*** Page excerpt Section Begins ***
While shopping at Walmart....which I have made quite clear I despise.....I was talked into another pair of slippers for son and daughter. Son, being son, wanted new shoes. I told him that he didn't need any new shoes....and when he spotted the clearance slippers I thought I had escaped a potentially ugly scene. I suppose I did....but we ended up with slippers. Not that I have anything against them personally. Quite the opposite, I have hopes of one day finding a pair that I like and am willing to wear myself. The problem is we have been down this road before. Alot. I used to buy them cute little character slippers when they were toddlers.....and when they were older I thought "How cute would a little robe and slippers look on them?". Around 6 pairs of children's slippers have entered our home for each child and not a single pair have been used past day 2. Eventually they end up in various locations in the house until I snap and throw them out. I don't know how they manage to migrate to the most inconvenient areas of our home when they aren't being worn....but they do.
So, once again we test the slipper theory. It's kind of like how I forget about every 4-5 years that I don't look good blond...then I pay $500+ to go blond and remember. Oh yes, I remember. Wednesday I have an appointment at the hairdresser's.
*** Page excerpt Section Ends ***
*** Data excerpt Section Begins ***
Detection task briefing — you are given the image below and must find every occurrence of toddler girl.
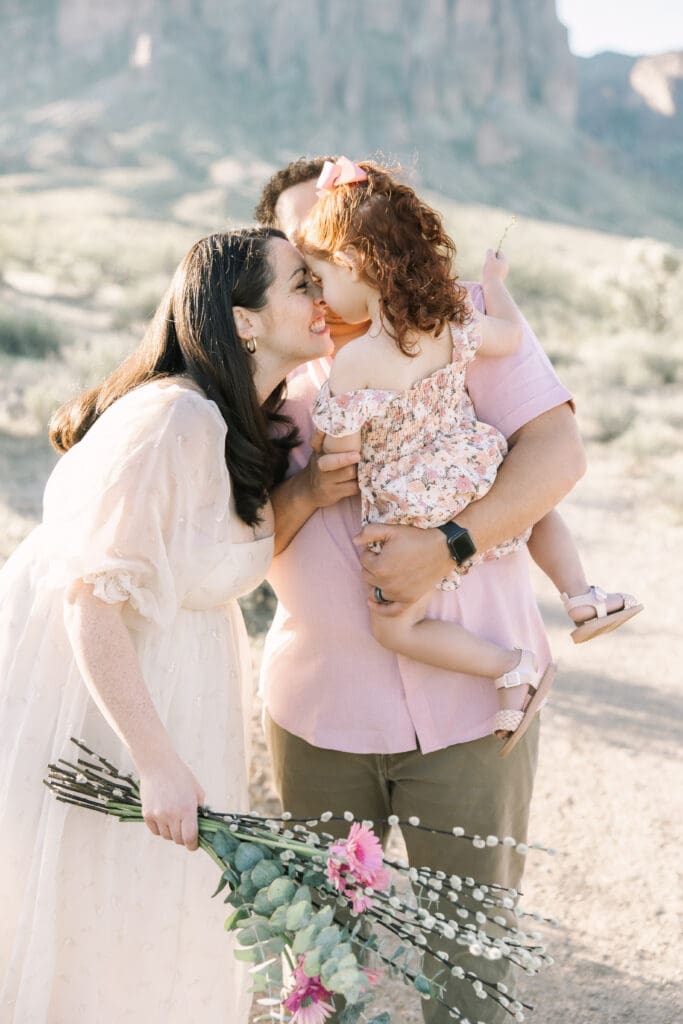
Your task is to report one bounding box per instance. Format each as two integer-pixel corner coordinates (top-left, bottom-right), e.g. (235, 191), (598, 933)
(297, 157), (640, 755)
*** Data excerpt Section Ends ***
Task to complete: In the post about children's slippers, roughly how many pairs of slippers have come into the home for each child? The material has no connection to the post about children's slippers.

Task result: Around 6 pairs.